Votre travail:
1 > Recopiez le passage du texte sur les corvées agricoles qui commence par les mots « La communauté, Les » et finit par « réunions appelées corvées. ».
2 > Résumez en deux phrases le texte sur les corvées agricoles en Ontario.

Texte du document:
--*--
Partager:

Se rassembler

Festin après la corvée de piquage de courtepointe chez Mme Burts dans le canton d’Erin, en 1915. (Ph 10312,  Musée et archives du comté de Wellington)

Par

Catharine A. Wilson

La communauté, Les paysages culturels

Date de publication :12 oct. 2012

Photo : Festin après la corvée de piquage de courtepointe chez Mme Burts dans le canton d’Erin, en 1915. (Ph 10312, Musée et archives du comté de Wellington

Les rapports de voisinage ont toujours fait partie du riche patrimoine agricole de l’Ontario.

Beaucoup d’aspects du paysage rural d’aujourd’hui sont le fruit d’une collaboration entre voisins pour défricher les champs, construire des granges et récolter les cultures, lors de réunions appelées corvées.

Comme les abeilles d’une ruche, tout le monde a alors l’habitude de se réunir pour effectuer des tâches dans la ferme d’un voisin, le bénéficiaire étant ensuite tenu d’offrir un jour de travail aux participants. Essentielles à la création d’exploitations dans l’Ontario des années 1800, ces corvées se maintiennent dans les pratiques liées aux récoltes jusque dans les années 1960. De nos jours, nombreux sont ceux qui se rappellent l’arrivée des batteuses, le bourdonnement des lourdes machines dans la cour de la ferme et les tables croulant sous la nourriture à l’heure du dîner.

Au temps des pionniers, réunir ses voisins est une stratégie de survie et de réussite, car la plupart des familles ne possèdent pas toute la main d’œuvre ou l’éventail des compétences nécessaires à l’établissement d’une ferme à partir d’une forêt, sachant qu’il est coûteux d’engager des aides. Les journaux d’exploitation montrent que ces corvées sont une manière pratique de redistribuer le travail entre les familles jouissant d’un surplus de jeunes bras et celles qui en manquent, et de concentrer l’activité au moment nécessaire.

Chargement de la paille destinée à la batteuse dans le comté de Wellington, vers 1900. (Ph 7436, Musée et archives du comté de Wellington)
--*--
Données recueillies:
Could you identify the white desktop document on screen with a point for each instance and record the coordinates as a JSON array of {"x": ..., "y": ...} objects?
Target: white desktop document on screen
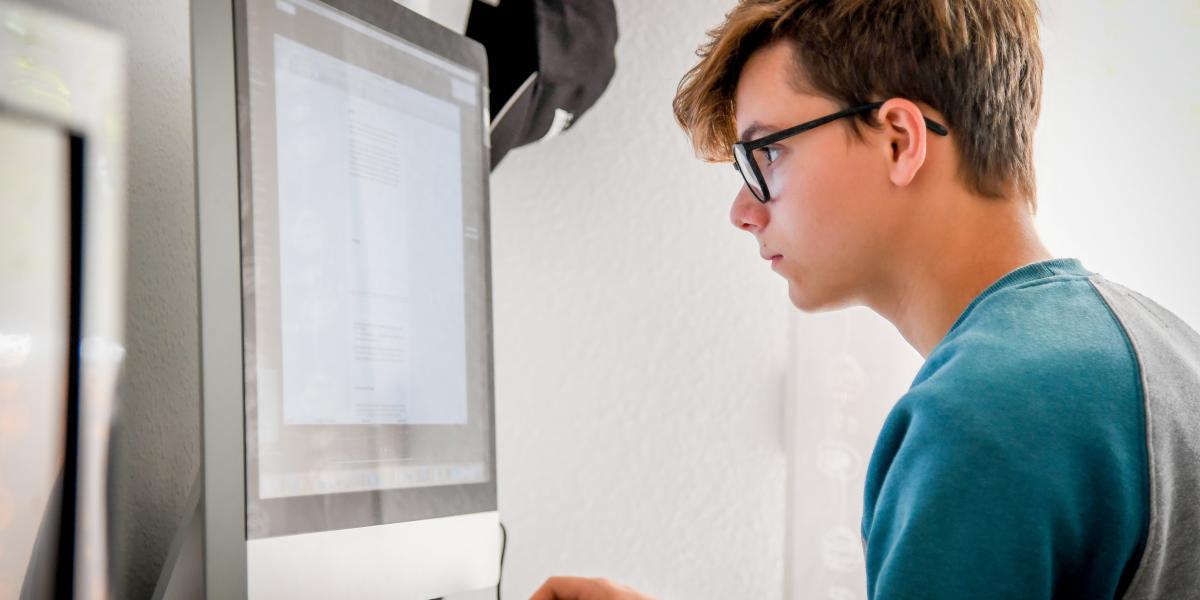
[{"x": 365, "y": 313}]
--*--
Les réponses:
1 >
La communauté, Les paysages culturels

Date de publication :12 oct. 2012

Photo : Festin après la corvée de piquage de courtepointe chez Mme Burts dans le canton d’Erin, en 1915. (Ph 10312, Musée et archives du comté de Wellington

Les rapports de voisinage ont toujours fait partie du riche patrimoine agricole de l’Ontario.

Beaucoup d’aspects du paysage rural d’aujourd’hui sont le fruit d’une collaboration entre voisins pour défricher les champs, construire des granges et récolter les cultures, lors de réunions appelées corvées.

2 > Dans l'Ontario rural, les voisins se réunissaient lors de corvées pour défricher les champs, construire des granges et récolter, et celui qui en profitait devait ensuite offrir un jour de travail aux participants. Essentielles dans les années 1800 et maintenues pour les récoltes jusque dans les années 1960, ces corvées aidaient les familles qui manquaient de bras ou de savoir-faire à établir une ferme, en répartissant le travail entre les familles et en le concentrant au moment voulu.